DIRECTIONS: List, word for word, every line in the material below that contains the word "each".

--- START DATA EXTRACT ---

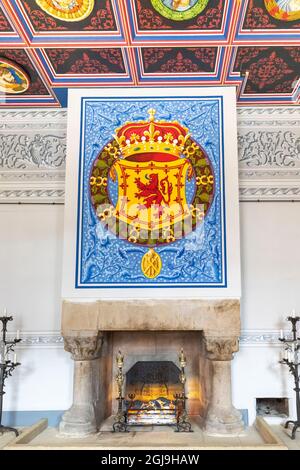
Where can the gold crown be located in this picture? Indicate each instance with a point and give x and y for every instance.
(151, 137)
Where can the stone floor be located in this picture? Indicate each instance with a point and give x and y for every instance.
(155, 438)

--- END DATA EXTRACT ---
--- START DATA EXTRACT ---

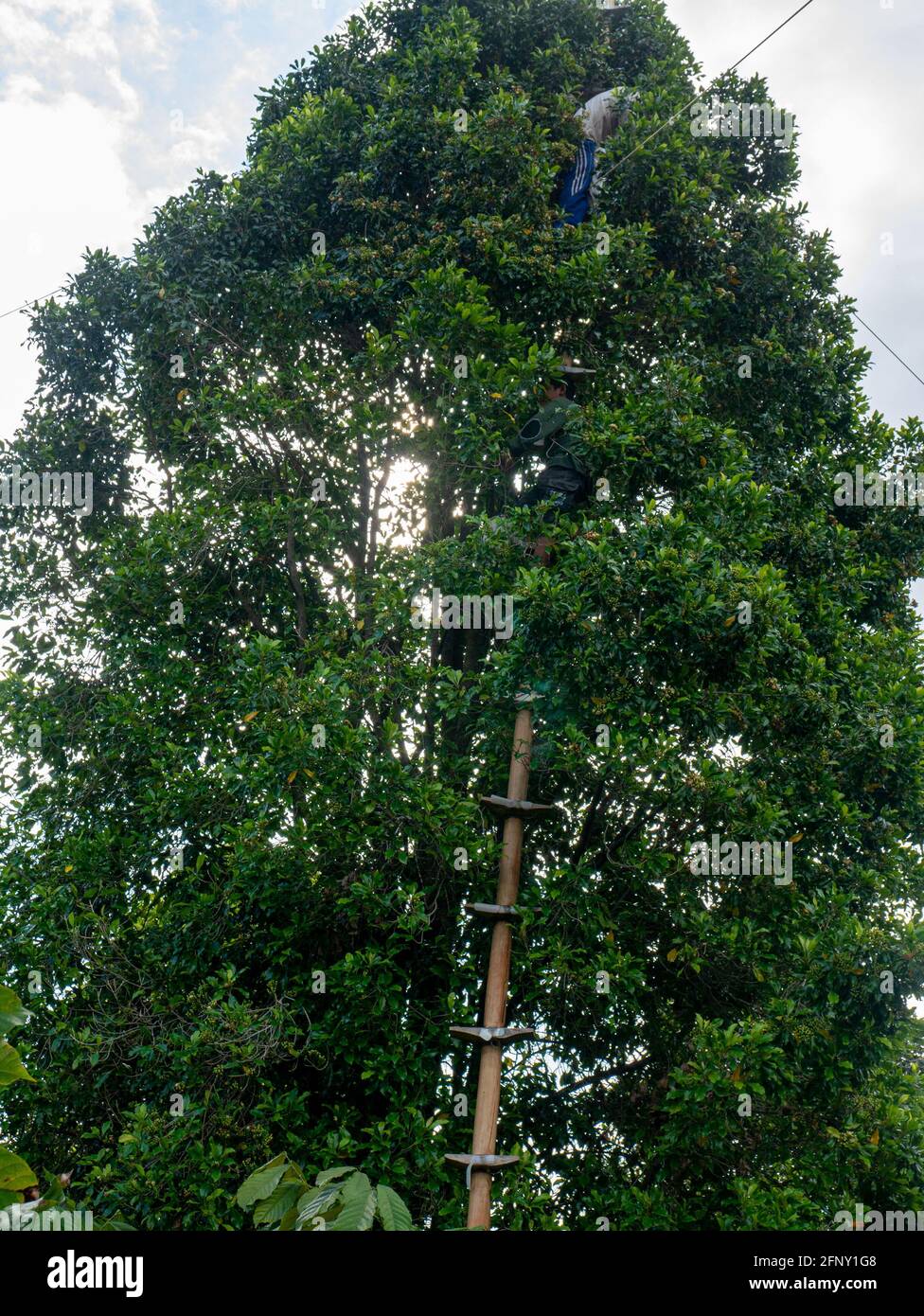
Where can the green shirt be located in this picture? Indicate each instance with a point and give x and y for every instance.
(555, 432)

--- END DATA EXTRACT ---

TASK OUTPUT:
Where can the gold crown be located in this picture? Indicate each instance with a point and give x and y for every instance.
Where can the stone floor be located in this picture? Indicate each instance with a point and give x and y for every instance.
Where can the green shirt be located in this picture? Indicate each instance with a point and give x and y for every instance.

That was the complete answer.